• _Passage provided_
○ ○ ○ ○ ○ ○ ○

This was my first book by Michael Connelly, whose suspense series involving Michael “Mickey” Haller concerns a defense attorney (Haller) who operates out of the back of his Lincoln (thus calling himself a “Lincoln Lawyer”).
I liked the quirkiness of Haller. After a gunshot wound he became addicted to oxycontin, and now has completed a stint in rehab, but he still struggles with temptation. His primary employees are his second-ex-wife and the ex-wife’s boyfriend. He also has a first ex-wife, with whom he has an eleven-year-old daughter. His daughter asks him uncomfortable questions about defending the guilty, causing him career-doubting angst. He knows that he does indeed occasionally enable the guilty to go free, but sometimes “street justice” then follows – known by police as “the brass verdict.” But that doesn’t help his conscience.
In this “episode” of the series, Haller inherits some cases belonging to a lawyer that was murdered. One of them is a very high profile case involving a movie industry mogul who allegedly shot his wife and her lover. Haller joins forces with a policeman improbably named Hieronymus Bosch to solve the crime. Haller knows what he is up against:
Cops lie. Lawyers lie. Witnesses lie. The victims lie.

○ ○ ○ ○ ○ ○ ○

• _Record excerpts_
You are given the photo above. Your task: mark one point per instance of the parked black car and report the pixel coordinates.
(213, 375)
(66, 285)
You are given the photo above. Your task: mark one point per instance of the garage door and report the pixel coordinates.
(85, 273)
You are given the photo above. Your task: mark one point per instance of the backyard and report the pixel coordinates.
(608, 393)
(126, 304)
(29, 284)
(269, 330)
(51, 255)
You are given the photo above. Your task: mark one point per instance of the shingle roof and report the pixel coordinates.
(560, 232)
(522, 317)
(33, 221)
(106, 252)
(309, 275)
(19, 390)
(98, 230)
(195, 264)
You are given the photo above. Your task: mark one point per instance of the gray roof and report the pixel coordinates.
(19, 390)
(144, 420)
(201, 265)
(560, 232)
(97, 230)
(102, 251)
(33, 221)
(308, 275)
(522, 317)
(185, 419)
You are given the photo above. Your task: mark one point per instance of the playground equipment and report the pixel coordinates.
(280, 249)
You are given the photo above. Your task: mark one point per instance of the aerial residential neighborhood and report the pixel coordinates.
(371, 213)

○ ○ ○ ○ ○ ○ ○

• _Problem to solve_
Continue the review of the Michael Connelly novel, starting right after its last line.

• _Result of this task_
A trial is a contest of lies. And everybody in the courtroom knows this. The judge knows this. Even the jury knows this. They come into the building knowing they will be lied to. They take their seats in the box and agree to be lied to.
The trick if you are sitting at the defense table is to be patient.”
I pretty much figured out who the bad person was immediately, but that didn’t hamper my enjoyment of the book too much. I like suspense, but I also value details of legal practice and litigation proceedings, so I could derive pleasure out of the latter if not the former.
Evaluation: If you like legal murder mysteries, Connelly is not a bad choice. I would read another if I happened upon it, but would probably not go out of my way to do so.